Sir Walter's court favor was now still further increased by his distinguished services, in preparing his country for the threatened Spanish invasion, and by his share in the destruction of the formidable Armada.

Raleigh's enemies, envious of his prevailing influence with the Queen, used every means to work his ruin, and that with so much success, that although employed in many honorable stations abroad, and distinguished by his success in many important expeditions, he continued in a state of personal banishment from the Queen's presence, till 1597, when he was entirely restored to her favor, which he enjoyed till her death. The death of Elizabeth was a great misfortune to Sir Walter, for her successor King James the First, had been greatly prejudiced against him. He had not been long upon the throne, before Sir Walter was dismissed from his post of Captain of the Guards; and soon after was charged with being engaged in a plot against the King, and with carrying on a treasonable correspondence with the King of Spain. No evidence was produced of his being en gaged in any treasonable act whatever, though he was

brought in guilty, and condemned for high treason. The trial was prosecuted with great rancour by the crown lawyers, who seemed determined to make treason where none was to be found; because the prisoner had made himself obnoxious to the King, and his death had been determined upon. To the eternal disgrace of his memory, that able lawyer and celebrated writer, Sir Edward Coke, the Attorney General, made use of the grossest abuse in opening the false accusation against the renowned prisoner; stigmatizing him with the opprobrious epithets of " traitor, monster, viper, and spider of hell.”
+---+
→ **What you need to do**
1 > List each epithet that the passage on Sir Walter Raleigh says Sir Edward Coke applied to the prisoner.
2 > Reproduce the stretch of the passage on Sir Walter Raleigh from "Sir Walter's court" through "the formidable Armada.".

→ **Items**
+---+
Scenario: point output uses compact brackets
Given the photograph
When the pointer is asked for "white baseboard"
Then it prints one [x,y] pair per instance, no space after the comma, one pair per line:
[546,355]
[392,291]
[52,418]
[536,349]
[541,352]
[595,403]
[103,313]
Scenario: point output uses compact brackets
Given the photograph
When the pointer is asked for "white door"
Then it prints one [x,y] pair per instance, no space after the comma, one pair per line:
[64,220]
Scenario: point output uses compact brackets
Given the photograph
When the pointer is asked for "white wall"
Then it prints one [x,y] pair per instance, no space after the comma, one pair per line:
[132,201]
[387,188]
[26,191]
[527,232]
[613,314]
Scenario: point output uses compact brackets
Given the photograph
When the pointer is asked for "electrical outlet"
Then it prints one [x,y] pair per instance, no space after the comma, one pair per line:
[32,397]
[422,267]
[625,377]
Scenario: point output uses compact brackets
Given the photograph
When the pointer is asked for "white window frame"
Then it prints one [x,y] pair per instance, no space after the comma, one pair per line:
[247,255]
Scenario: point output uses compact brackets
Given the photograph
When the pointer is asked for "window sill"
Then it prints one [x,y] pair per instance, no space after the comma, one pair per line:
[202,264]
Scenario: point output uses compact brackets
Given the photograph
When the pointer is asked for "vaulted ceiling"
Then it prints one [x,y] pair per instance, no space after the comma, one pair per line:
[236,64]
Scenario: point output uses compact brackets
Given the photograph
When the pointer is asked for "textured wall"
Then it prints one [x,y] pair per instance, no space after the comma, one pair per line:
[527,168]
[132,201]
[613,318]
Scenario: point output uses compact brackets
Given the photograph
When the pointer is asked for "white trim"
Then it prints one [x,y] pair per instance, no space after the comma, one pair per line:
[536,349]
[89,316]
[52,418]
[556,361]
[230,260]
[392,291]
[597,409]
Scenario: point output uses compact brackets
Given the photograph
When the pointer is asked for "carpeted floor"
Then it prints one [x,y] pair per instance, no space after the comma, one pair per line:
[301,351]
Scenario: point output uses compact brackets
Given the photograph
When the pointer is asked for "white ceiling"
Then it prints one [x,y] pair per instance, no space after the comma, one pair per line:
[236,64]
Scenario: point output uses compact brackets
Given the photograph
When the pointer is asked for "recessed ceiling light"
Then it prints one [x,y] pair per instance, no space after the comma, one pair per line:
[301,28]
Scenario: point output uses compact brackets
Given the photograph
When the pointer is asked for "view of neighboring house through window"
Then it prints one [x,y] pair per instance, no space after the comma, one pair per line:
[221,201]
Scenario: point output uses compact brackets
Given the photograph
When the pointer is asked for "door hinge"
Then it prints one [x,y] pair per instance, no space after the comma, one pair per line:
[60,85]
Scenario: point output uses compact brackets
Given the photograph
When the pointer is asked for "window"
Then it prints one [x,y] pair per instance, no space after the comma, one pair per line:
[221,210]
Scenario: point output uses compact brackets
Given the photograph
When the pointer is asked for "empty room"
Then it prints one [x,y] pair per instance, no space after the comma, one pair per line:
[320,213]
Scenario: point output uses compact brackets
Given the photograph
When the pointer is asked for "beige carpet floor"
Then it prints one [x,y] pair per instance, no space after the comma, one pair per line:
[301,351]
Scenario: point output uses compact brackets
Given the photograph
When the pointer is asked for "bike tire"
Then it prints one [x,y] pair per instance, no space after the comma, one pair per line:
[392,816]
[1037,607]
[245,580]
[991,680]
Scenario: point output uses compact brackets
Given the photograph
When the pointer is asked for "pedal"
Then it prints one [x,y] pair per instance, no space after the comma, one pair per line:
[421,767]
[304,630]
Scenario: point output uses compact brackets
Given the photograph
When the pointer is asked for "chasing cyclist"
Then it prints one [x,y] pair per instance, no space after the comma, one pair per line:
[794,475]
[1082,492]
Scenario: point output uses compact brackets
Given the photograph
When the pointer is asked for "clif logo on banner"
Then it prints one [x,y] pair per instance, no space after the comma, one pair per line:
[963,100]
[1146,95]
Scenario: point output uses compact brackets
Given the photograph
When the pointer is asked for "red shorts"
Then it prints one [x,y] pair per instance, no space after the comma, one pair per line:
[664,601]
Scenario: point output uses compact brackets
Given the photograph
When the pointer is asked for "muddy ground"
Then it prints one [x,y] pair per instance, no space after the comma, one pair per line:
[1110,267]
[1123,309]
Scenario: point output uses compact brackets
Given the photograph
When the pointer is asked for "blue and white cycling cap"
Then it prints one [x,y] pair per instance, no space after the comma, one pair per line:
+---+
→ **Solutions per task**
1 >
traitor
monster
viper
spider of hell

2 >
Sir Walter's court favor was now still further increased by his distinguished services, in preparing his country for the threatened Spanish invasion, and by his share in the destruction of the formidable Armada.